## Task item
Could you retype the whole listing word for word and drop the images?

(Beginning of Available data)

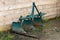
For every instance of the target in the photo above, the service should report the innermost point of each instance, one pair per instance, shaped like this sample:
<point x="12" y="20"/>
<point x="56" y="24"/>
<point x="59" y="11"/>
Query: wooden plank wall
<point x="11" y="10"/>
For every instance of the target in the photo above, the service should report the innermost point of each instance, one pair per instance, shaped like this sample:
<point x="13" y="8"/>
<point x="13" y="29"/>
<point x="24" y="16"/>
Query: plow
<point x="30" y="21"/>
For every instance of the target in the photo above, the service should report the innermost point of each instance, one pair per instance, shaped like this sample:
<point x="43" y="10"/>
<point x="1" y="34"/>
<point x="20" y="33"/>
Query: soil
<point x="51" y="31"/>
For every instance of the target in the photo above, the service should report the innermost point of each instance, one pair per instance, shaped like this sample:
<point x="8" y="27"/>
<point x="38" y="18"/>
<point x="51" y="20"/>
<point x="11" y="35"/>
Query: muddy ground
<point x="51" y="31"/>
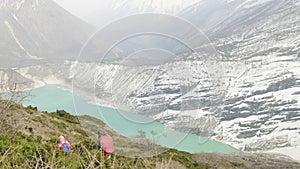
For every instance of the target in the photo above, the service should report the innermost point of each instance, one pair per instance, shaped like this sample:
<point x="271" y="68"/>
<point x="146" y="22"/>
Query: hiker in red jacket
<point x="105" y="142"/>
<point x="64" y="144"/>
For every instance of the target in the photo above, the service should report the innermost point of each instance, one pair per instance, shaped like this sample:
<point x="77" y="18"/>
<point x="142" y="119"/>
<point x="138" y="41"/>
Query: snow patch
<point x="293" y="152"/>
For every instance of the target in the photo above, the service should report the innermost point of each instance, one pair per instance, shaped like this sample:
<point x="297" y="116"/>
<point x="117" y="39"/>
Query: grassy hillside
<point x="29" y="139"/>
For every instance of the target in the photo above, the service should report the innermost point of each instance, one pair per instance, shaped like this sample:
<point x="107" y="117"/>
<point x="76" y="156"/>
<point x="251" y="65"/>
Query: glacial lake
<point x="52" y="97"/>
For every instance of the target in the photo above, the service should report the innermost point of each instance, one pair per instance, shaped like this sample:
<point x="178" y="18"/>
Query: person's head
<point x="62" y="139"/>
<point x="101" y="132"/>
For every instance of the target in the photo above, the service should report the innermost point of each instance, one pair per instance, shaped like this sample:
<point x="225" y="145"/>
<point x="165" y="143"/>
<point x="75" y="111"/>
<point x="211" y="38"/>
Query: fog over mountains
<point x="248" y="97"/>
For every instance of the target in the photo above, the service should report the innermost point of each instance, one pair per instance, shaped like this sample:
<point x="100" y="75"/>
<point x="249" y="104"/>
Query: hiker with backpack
<point x="105" y="142"/>
<point x="64" y="144"/>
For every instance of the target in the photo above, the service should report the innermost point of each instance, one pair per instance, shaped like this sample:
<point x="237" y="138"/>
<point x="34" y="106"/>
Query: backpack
<point x="107" y="144"/>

(End of Available data)

## Answer
For every instance of the target in the photo above, the service should report the innermost point of each instance, one pair per instance, shaped like this sample:
<point x="12" y="20"/>
<point x="56" y="24"/>
<point x="59" y="11"/>
Query: wooden plank wall
<point x="11" y="10"/>
For every instance of the target in the photo above, the service should report the innermost point of each instance, one pair per instance, shaped like this sample:
<point x="13" y="8"/>
<point x="13" y="29"/>
<point x="24" y="16"/>
Query: plow
<point x="30" y="21"/>
For every instance of the target in the photo above, the service should report the innermost point of each instance, one pair per instance, shaped like this sample:
<point x="43" y="10"/>
<point x="1" y="34"/>
<point x="20" y="33"/>
Query: soil
<point x="51" y="31"/>
For every instance of the target in the photo above, the service should report the innermost point of each instance, one pair per instance, shaped like this sample:
<point x="8" y="27"/>
<point x="38" y="18"/>
<point x="51" y="20"/>
<point x="11" y="35"/>
Query: muddy ground
<point x="51" y="31"/>
For every instance of the target in the photo above, the service should report the innermost point of each instance, one pair per instance, shaped like this sample:
<point x="271" y="68"/>
<point x="146" y="22"/>
Query: hiker in red jacket
<point x="105" y="142"/>
<point x="64" y="144"/>
For every instance of the target in the photo above, the service should report the innermost point of each instance, one pair per instance, shaped like this sample:
<point x="77" y="18"/>
<point x="142" y="119"/>
<point x="138" y="41"/>
Query: snow patch
<point x="293" y="152"/>
For every instance of the target in the photo above, the service should report the innermost point of each instance, one pair per instance, shaped like this sample:
<point x="297" y="116"/>
<point x="117" y="39"/>
Query: grassy hillside
<point x="29" y="139"/>
For every instance of the target in the photo above, the service should report the innermost point of each instance, one pair per instance, shaped like this sample:
<point x="107" y="117"/>
<point x="76" y="156"/>
<point x="251" y="65"/>
Query: glacial lake
<point x="52" y="97"/>
For every instance of the target in the photo above, the service should report the innermost point of each instance, one pair per instance, shaped like this sample:
<point x="178" y="18"/>
Query: person's head
<point x="62" y="139"/>
<point x="101" y="132"/>
For every instance of the target in the photo above, the service should report the innermost point of each instance, one pair per instance, shaped like this sample:
<point x="225" y="145"/>
<point x="165" y="143"/>
<point x="75" y="111"/>
<point x="211" y="38"/>
Query: fog over mountains
<point x="248" y="97"/>
For every instance of the target in the photo above, the service should report the innermost point of each instance, one pair per instance, shaped like this sample:
<point x="100" y="75"/>
<point x="249" y="104"/>
Query: hiker with backpack
<point x="105" y="142"/>
<point x="64" y="144"/>
For every instance of the target in the photo above, the service should report the innermost point of each instance, one pair per instance, shaped like this sample:
<point x="237" y="138"/>
<point x="34" y="106"/>
Query: backpack
<point x="107" y="144"/>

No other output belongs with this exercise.